• [Work to do] Please copy all of the data below word for word.

• [Provided records]
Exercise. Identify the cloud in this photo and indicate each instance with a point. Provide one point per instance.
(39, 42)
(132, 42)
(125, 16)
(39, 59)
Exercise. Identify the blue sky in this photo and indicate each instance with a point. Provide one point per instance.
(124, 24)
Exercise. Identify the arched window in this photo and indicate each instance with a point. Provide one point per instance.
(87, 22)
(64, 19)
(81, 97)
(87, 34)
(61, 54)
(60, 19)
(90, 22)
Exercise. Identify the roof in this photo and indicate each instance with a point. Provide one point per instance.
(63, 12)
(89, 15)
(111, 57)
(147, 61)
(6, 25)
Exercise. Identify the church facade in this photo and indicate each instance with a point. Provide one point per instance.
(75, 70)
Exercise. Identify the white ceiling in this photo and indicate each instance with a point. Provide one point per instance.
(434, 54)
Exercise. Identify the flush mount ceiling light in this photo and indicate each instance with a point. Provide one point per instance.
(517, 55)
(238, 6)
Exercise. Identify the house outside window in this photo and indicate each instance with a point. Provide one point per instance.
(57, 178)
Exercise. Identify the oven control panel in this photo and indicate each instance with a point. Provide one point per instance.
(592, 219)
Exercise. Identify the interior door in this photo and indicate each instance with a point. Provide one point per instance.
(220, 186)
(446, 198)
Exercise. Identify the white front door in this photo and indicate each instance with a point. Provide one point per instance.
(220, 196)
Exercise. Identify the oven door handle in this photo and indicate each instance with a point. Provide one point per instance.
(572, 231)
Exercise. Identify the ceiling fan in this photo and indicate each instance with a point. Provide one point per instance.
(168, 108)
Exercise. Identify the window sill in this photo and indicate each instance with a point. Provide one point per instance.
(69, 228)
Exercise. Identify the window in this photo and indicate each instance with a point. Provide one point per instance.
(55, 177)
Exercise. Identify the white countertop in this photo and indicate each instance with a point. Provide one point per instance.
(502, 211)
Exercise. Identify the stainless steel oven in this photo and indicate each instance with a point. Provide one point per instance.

• [Task output]
Exercise. Identify the cloud in this photo and indicate each instance with a point. Provide one point per instance.
(39, 42)
(132, 42)
(125, 16)
(39, 59)
Exercise. Identify the blue sky in this photo and indicate each instance with a point. Provide one point per instance.
(124, 24)
Exercise. Identify the arched window in this photo and indicate each instance with a point. Provide one point per instance.
(87, 22)
(64, 19)
(81, 97)
(87, 34)
(61, 54)
(60, 19)
(90, 22)
Exercise. Identify the roof in this photo and indicate each instance with a point. Provide one point per instance.
(63, 12)
(89, 15)
(111, 57)
(147, 61)
(6, 25)
Exercise. Identify the church facade in this photo and indicate each instance with a point. Provide one point per instance.
(75, 70)
Exercise. Identify the white ceiling in this photo and indicate each instance with a point. Provide one point per instance.
(434, 54)
Exercise. Identify the flush mount ceiling light in this photo and indicate each instance with a point. Provide one point per instance.
(517, 55)
(238, 6)
Exercise. Identify the house outside window in this photo and indicate each instance with a point. Provide one point per instance.
(57, 178)
Exercise. Identify the oven control panel in this photo and indicate each instance with a point. Provide one point per instance.
(592, 219)
Exercise. Identify the interior door in this photo and indicate each instance with a point. Provide one point per instance.
(220, 186)
(446, 198)
Exercise. Identify the white front door in this photo and indicate each instance with a point. Provide one point per instance.
(220, 196)
Exercise. Identify the oven door handle in this photo and indicate each instance with a point. Provide one point per instance.
(572, 231)
Exercise. Identify the ceiling fan in this photo and indicate each instance with a point. Provide one point per instance.
(168, 108)
Exercise. Identify the window sill in this photo and indicate each instance with a point. Provide one point per instance.
(69, 228)
Exercise. Identify the window in this photo and indicate each instance with a point. Provide one point per instance.
(55, 177)
Exercise. Identify the white countertop in this photo and indicate each instance with a point. Provide one point per instance.
(502, 211)
Exercise. Identify the stainless steel oven in this photo and indicate each instance with a point. Provide one point per instance.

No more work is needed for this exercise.